* **BRIEF**: Rewrite the items from the line containing "Indicate the tree" through the last item, keeping each request as is and offsetting every point coordinate in the answers by +141.
====
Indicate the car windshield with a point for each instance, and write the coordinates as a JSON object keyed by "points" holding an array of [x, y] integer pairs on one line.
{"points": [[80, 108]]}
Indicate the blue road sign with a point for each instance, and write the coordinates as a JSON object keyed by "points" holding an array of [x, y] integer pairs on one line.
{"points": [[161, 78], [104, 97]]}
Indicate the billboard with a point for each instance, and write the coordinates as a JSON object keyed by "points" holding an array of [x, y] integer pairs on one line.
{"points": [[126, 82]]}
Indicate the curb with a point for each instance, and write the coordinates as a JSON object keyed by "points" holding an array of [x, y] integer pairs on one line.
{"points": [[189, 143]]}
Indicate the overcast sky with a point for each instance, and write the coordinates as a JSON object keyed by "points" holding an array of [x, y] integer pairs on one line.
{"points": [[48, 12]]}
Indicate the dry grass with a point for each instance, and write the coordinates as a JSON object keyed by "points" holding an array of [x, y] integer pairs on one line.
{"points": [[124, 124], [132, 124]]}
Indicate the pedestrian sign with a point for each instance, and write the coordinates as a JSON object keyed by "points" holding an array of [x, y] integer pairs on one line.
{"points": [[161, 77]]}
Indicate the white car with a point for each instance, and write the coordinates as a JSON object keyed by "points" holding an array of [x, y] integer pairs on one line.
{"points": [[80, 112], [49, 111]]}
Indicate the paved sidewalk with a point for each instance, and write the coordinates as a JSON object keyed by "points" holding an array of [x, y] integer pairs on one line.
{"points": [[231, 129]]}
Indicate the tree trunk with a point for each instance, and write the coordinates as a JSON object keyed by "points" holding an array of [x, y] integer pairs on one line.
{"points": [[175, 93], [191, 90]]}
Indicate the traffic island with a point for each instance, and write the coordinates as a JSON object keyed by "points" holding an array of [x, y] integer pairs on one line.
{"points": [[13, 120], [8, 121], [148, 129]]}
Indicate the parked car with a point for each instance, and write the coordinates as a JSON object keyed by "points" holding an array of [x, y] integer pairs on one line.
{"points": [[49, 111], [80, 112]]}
====
* **SOLUTION TO THIS EXERCISE**:
Indicate the tree trunk with a point for each instance, and write the coordinates as a JSON object keyed by "points" holding an array of [x, y] integer pairs on one line.
{"points": [[316, 234], [332, 231]]}
Indicate the traffic island with a point for each instance, and write the coordinates as a JSON object keyed by "points" holding an array of [x, y] integer pairs on one line.
{"points": [[154, 261], [149, 262], [289, 270]]}
Indicate the parked car with a point for each instance, and write the coordinates as a JSON object keyed by "points" holding an array of [x, y] integer pairs on one line.
{"points": [[190, 252], [221, 253]]}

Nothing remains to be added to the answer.